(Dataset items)
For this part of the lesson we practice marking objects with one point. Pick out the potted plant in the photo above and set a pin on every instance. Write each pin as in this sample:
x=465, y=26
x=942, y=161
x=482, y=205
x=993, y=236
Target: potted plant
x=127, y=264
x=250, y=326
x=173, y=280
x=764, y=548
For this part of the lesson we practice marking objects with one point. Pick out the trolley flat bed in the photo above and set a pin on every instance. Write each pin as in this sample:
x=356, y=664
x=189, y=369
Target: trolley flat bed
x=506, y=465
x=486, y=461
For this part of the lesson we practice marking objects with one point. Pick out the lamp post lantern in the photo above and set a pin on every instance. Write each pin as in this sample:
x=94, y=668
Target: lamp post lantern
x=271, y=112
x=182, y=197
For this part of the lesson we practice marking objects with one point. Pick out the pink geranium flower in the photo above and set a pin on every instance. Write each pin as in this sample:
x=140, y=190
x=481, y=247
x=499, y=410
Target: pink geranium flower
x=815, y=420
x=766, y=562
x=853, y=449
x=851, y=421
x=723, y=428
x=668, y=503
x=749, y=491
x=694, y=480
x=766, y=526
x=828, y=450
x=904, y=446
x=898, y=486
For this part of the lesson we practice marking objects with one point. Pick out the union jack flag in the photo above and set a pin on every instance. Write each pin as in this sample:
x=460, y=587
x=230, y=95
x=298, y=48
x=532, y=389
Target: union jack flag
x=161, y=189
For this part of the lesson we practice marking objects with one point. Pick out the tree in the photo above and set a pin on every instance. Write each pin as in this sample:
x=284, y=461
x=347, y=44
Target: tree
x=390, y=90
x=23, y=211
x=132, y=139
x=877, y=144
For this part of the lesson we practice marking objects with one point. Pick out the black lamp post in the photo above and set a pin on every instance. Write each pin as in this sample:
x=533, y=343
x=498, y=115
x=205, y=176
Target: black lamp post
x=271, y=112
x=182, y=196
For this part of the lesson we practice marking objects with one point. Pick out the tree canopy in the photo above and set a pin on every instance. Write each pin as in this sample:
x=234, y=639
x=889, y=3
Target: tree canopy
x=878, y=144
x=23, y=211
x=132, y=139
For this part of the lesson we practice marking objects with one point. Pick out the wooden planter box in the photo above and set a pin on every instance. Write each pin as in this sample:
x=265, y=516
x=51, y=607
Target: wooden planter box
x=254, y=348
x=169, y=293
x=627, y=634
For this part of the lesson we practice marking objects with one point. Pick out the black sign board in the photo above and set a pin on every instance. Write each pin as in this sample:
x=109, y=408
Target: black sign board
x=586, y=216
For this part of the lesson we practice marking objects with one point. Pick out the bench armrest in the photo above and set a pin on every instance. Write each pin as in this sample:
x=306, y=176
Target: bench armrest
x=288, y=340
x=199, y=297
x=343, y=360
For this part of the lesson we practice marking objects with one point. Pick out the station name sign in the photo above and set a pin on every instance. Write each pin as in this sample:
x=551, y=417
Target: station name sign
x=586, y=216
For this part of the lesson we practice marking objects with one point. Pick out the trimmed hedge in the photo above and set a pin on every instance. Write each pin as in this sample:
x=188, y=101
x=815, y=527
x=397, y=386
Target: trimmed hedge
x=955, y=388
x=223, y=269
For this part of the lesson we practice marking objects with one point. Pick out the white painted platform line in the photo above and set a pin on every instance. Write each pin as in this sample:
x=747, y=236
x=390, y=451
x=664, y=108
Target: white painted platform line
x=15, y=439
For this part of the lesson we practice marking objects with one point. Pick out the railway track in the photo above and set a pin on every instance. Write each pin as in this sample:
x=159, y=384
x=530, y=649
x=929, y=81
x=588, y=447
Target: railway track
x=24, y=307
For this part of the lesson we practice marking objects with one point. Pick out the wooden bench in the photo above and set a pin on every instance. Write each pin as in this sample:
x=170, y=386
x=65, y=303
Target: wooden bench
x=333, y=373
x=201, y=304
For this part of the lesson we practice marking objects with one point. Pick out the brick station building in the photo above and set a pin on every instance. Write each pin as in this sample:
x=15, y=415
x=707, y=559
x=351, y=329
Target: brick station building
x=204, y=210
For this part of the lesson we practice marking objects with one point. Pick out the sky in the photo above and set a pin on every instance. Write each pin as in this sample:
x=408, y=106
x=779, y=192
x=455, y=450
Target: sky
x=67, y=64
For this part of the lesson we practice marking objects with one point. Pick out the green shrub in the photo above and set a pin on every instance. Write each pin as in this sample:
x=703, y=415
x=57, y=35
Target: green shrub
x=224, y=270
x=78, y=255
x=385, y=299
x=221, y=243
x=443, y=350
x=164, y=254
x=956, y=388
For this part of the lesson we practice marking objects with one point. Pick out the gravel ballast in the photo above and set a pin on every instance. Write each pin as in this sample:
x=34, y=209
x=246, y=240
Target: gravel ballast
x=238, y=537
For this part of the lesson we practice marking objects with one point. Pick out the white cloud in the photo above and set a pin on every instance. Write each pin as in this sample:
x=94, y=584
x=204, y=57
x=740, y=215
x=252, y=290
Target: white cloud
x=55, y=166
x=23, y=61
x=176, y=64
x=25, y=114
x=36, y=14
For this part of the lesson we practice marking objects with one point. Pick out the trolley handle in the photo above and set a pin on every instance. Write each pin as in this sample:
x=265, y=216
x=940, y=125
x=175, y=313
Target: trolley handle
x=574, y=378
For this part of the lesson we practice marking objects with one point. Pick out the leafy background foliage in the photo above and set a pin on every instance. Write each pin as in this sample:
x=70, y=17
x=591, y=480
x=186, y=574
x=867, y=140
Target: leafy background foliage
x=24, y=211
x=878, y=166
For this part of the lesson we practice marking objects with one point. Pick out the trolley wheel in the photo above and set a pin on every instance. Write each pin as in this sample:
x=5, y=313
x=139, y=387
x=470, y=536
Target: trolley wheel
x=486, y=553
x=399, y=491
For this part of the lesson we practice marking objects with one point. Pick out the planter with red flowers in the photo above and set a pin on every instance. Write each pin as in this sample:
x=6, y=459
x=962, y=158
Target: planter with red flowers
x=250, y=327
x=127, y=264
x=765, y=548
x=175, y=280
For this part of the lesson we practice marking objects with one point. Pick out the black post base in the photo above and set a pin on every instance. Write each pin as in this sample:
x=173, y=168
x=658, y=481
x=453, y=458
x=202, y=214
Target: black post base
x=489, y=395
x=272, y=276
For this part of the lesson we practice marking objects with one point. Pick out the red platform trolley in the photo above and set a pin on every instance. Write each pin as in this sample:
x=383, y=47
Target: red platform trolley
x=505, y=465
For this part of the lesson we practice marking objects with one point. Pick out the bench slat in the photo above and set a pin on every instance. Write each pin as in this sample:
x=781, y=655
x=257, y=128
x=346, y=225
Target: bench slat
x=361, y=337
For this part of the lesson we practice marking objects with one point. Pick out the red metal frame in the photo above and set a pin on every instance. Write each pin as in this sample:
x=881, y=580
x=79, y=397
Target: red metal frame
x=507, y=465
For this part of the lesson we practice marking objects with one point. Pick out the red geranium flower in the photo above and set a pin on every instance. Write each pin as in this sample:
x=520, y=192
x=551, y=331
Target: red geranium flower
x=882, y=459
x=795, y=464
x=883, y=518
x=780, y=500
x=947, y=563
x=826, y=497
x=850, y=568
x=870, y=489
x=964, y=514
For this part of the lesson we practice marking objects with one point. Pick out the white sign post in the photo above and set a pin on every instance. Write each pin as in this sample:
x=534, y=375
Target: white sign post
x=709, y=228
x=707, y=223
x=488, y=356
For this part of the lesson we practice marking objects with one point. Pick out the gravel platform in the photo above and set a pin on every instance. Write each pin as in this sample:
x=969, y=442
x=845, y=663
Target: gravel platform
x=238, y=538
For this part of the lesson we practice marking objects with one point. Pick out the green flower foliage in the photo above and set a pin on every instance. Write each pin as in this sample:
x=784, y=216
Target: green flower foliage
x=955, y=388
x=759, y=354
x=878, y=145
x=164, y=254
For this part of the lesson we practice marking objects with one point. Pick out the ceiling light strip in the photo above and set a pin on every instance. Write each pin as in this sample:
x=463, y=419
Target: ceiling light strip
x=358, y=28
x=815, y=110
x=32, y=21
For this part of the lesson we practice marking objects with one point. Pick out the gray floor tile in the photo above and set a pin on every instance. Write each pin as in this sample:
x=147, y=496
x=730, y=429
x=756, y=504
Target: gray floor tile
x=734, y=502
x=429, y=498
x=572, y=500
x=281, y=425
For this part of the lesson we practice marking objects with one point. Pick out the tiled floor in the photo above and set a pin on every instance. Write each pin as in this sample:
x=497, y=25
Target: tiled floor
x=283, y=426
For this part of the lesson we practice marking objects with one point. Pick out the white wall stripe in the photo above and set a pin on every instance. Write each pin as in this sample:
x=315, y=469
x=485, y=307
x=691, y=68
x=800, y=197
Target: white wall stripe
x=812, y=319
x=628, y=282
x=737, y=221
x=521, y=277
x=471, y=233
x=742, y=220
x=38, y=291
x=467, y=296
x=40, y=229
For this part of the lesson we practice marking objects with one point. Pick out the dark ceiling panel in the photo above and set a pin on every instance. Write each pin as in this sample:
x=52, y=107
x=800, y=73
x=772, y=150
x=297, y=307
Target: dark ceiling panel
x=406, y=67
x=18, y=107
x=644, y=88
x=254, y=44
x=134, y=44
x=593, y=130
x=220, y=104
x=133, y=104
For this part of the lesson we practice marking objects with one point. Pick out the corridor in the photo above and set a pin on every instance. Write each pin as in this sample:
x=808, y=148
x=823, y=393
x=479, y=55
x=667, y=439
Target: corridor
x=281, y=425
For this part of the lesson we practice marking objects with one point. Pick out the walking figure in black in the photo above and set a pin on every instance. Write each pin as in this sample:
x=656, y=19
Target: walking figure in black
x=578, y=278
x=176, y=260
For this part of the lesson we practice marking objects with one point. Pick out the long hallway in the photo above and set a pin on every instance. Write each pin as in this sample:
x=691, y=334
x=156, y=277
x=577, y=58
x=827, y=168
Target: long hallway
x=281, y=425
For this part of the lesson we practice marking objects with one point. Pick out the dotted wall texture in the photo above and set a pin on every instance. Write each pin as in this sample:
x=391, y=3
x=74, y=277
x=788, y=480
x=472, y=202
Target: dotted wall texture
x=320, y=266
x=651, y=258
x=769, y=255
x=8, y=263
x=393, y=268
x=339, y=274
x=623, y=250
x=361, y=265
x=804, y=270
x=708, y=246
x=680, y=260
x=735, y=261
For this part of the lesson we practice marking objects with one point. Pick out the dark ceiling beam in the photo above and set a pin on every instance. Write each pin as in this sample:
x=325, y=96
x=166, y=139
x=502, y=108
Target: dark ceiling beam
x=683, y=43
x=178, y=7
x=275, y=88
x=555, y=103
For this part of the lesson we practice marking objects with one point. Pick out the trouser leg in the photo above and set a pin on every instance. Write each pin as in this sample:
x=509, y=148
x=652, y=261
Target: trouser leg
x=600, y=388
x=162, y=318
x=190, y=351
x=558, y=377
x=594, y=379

▶ _What you have to do_
Format the lines from the line with "the gravel ballast" up to and including the line with "x=574, y=378" as a JSON list of strings, one string per line, leaving out any blank lines.

▶ _Worked solution_
[
  "For this part of the lesson we practice marking objects with one point. Pick out the gravel ballast in the photo above and set a pin on every instance. Write each pin as in this sample:",
  "x=34, y=209",
  "x=246, y=240",
  "Target: gravel ballast",
  "x=238, y=537",
  "For this part of the lesson we practice marking objects with one point. Pick out the white cloud in the photo above and set a pin on every instance. Write each pin as in this sample:",
  "x=94, y=584",
  "x=204, y=57",
  "x=740, y=215",
  "x=252, y=290",
  "Target: white cloud",
  "x=55, y=166",
  "x=23, y=61",
  "x=176, y=64",
  "x=25, y=114",
  "x=36, y=14",
  "For this part of the lesson we practice marking objects with one point. Pick out the trolley handle in the photo above and set a pin on every instance. Write each pin as in this sample:",
  "x=265, y=216",
  "x=940, y=125",
  "x=175, y=313",
  "Target: trolley handle",
  "x=574, y=378"
]